- [TASK STATEMENT]
A faithful transcription of the entries below is required.

(Beginning of MATERIAL SUPPLIED)

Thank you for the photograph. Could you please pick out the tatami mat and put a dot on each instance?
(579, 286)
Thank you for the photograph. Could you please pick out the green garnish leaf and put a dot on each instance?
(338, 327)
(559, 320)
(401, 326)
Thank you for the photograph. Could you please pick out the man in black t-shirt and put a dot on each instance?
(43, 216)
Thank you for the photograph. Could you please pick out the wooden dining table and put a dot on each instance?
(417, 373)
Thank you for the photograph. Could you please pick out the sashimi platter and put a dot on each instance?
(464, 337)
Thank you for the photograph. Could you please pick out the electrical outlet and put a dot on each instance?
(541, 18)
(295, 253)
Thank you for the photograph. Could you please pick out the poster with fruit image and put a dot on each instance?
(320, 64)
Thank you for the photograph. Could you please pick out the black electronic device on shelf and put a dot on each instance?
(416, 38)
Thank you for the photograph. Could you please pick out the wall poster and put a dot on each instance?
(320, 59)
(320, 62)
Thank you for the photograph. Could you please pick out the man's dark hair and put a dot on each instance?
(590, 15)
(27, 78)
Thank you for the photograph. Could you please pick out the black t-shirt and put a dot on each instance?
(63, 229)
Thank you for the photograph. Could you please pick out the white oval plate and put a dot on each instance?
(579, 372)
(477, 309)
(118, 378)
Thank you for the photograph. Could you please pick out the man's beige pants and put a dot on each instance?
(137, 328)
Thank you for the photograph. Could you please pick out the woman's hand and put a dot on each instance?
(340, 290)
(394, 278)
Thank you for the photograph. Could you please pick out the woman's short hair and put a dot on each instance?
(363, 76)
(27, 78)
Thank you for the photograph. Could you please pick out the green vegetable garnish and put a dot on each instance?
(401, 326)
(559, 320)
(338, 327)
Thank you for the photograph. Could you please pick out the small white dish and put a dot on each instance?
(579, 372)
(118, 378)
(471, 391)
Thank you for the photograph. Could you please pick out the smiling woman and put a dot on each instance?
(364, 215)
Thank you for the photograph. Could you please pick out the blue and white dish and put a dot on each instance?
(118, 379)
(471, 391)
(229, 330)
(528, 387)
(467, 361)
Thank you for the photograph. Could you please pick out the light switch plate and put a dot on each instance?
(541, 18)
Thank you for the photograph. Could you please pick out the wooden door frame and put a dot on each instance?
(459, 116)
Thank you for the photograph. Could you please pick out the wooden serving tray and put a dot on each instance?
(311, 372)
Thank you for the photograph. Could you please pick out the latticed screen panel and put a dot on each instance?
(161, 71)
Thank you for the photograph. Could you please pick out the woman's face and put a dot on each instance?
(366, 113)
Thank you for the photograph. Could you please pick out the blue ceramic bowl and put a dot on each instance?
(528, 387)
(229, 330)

(End of MATERIAL SUPPLIED)

- [ANSWER AREA]
Thank you for the photograph. Could you please pick out the tatami mat and put a dot on each instance?
(579, 286)
Thank you for the photograph. Could you please pick out the green garnish leaf and put a dot on each instance?
(338, 327)
(559, 320)
(401, 326)
Thank you for the photograph. Could you please pick out the man in black t-shirt and put a dot on each instance?
(43, 216)
Thank you for the photograph. Could you please pick out the wooden dining table and put a dot on each instance?
(417, 373)
Thank you for the photograph. Could you please pick out the sashimi platter and put a dot on each instance?
(464, 337)
Thank you for the photograph. Could you please pick out the electrical outlet and put a dot on each instance?
(541, 18)
(295, 253)
Thank you for the photograph. Could you please pick out the poster with fruit image and put a dot on each instance?
(320, 64)
Thank you for the photograph. Could you please pick out the black electronic device on shelf and put a dot on each instance?
(416, 38)
Thank you for the photograph. Could you please pick out the wall poster and put a dot on each instance?
(320, 59)
(320, 62)
Thank you for the photograph. Could you please pick out the man's dark hair and put a dot on each instance?
(590, 15)
(27, 78)
Thank you for the photograph. Could you please pick out the black t-shirt and put a dot on each instance?
(63, 229)
Thank you for the photograph. Could you please pick out the white oval plate and put a dot on each instance?
(579, 372)
(477, 309)
(118, 378)
Thank you for the photograph. Could you please pick out the man's beige pants and put a dot on each instance?
(137, 328)
Thank you for the photograph. Could you please pick out the woman's hand and put a dot on each instance?
(340, 290)
(394, 278)
Thank you for the photograph. Could you please pick out the woman's short hair and put a dot on each instance?
(363, 76)
(27, 78)
Thank you for the photograph. Could you please pick out the green vegetable garnish and put a dot on each instance?
(401, 326)
(559, 320)
(338, 327)
Thank you for the photograph. Could you please pick out the small white dish and put a dot on each instance?
(579, 372)
(118, 378)
(471, 391)
Thank you for the photograph. Could you please pick out the smiling woman and put a dot on each instance?
(364, 215)
Thank you for the photograph. Could you please pick out the blue and white dish and put a dot on each instance?
(118, 379)
(471, 391)
(229, 330)
(528, 387)
(467, 361)
Thank you for the photograph. Could you please pick out the light switch plate and put a dot on each instance?
(541, 18)
Thank you for the photograph. Could you please pick out the wooden door frame and put a dot on each instance?
(459, 116)
Thank you for the photograph. Could you please pick out the wooden serving tray and put a dot on each instance?
(311, 372)
Thank you for the photograph. Could you please pick out the latticed screen panel and put a dot on each instance?
(161, 71)
Thank you for the photograph. Could you please pick out the woman's face and put a dot on each instance?
(366, 113)
Thank you for the photograph. Could you please pick out the blue ceramic bowl and put a dot on each instance?
(528, 387)
(229, 330)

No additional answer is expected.